» What to work on:
Pick up the case summary about the local authority's decision on the Barnardo's placement and continue it after its last sentence.

» Document extract:
S17(1)  & (2) of the Act sets out the duties of LAs in relation to children in need and their families.  One of its duties is “….providing a range of services appropriate to those children’s needs …..” (s17(1)(b))  Another obligation is “to ascertain the wishes and feelings of the child …. his parents …. and any other person whose wishes and feelings the authority consider to be relevant” before making any decision in relation to such children(s22(4)).


The Claimant made a number of allegations in particular about the way in which the LA reached their decision not to pursue the Barnardo’s recommendation.  It was claimed that the LA did not take into consideration all the relevant factors when reaching its decision and therefore made a decision that no rational LA would make.  Also, it was claimed that the LA’s stance in relation to the Barnardo’s report was illogical, inconsistent and contradictory when it decided that the claimant’s needs could be met in a way fundamentally different from that recommended in the report.  Further, that there was a lack of information on which to base the decision and in fact some of the information presented was factually incorrect.  Most importantly there was no analysis of why the Barnardo’s report was rejected in the absence of any other viable alternative that could meet the Claimant’s complex needs.  Neither was there any evidence that the Claimant or his mother had been consulted about the proposed decision.   The Claimant asked the court to


(i)                 quash the LA’s decision and


(ii)               order the LA to fund the specialist placement recommended by Barnardo’s


The Court distinguished the statutory duty of the LA to meet the particular needs of a child by implementing a particular proposal, from a more general duty to give full and proper consideration before making any decision required of it under its statutory function.   It found that on the second point, there had been a failure of the statutory agencies involved to work together effectively in providing a holistic solution for the Claimant.     The court was also highly critical of Education for failing to assess the Claimant’s educational needs prior to the final decision on the AMG, and also for refusing to help fund the Barnado’s option.  The criticism was compounded by the absence of the educational psychologist’s report at the time the decision was made.  A comparison was made with the Laming Report into the death of Victoria Climbié, which criticised the ‘service-led’ (rather than ‘needs-led’) approach of LAs – the fact that ‘decisions about children’s services were often based upon limited resources, administrative convenience and the failure to make individual needs assessments to determine the service required.’


Two late suggestions were made by the LA in an effort to resolve the issues before the Court.  First, was an alternative specialist, non-residential placement proposed by a consultant clinical child psychologist.  The second was a new Complex Case Panel, created to overcome difficulties in co-ordinating difficult cases.

» Supplied material:
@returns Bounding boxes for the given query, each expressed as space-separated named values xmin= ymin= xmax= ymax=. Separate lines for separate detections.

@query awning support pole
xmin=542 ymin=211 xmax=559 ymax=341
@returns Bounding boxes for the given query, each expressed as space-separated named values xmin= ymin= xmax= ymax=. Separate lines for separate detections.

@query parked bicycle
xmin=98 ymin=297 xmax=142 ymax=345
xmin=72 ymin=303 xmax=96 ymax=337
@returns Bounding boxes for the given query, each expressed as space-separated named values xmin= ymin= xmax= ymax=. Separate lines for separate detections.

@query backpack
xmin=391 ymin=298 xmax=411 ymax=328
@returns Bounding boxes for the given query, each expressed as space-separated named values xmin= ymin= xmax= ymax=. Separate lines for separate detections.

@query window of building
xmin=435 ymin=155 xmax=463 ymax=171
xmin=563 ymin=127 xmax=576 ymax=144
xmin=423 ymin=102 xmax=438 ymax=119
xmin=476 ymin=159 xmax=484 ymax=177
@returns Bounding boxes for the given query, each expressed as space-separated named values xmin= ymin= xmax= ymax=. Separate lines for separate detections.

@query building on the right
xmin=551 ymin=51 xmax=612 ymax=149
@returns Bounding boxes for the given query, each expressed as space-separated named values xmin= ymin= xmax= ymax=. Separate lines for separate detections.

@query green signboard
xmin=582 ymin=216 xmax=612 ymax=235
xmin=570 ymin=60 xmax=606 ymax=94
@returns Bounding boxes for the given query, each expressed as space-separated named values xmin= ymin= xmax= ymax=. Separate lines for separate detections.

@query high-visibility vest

» Answer to the exercise:
Despite these suggested alternatives the court found that the decision of the AMG in March 2003 was irrational and/or Wednesbury unreasonable and would be quashed.   However it was hoped that through the new Panel, a full reconsideration of the AMG’s decision would take place which would include the consideration of the wishes of the Claimant and his mother.  However, it did not find that the LA had a duty to follow the proposal put forward by Barnardo’s and could not direct it do so.  The limit of the court’s power was to quash an irrational or unreasonable decision and not to substitute it with its own decision.




This case illustrates a surprising, some would say shocking difference, on the law applying to the functions of LAs to children as opposed to adults.  Eg see Bromley, Gloucestershire, Sefton, Wigan cases in the cases database.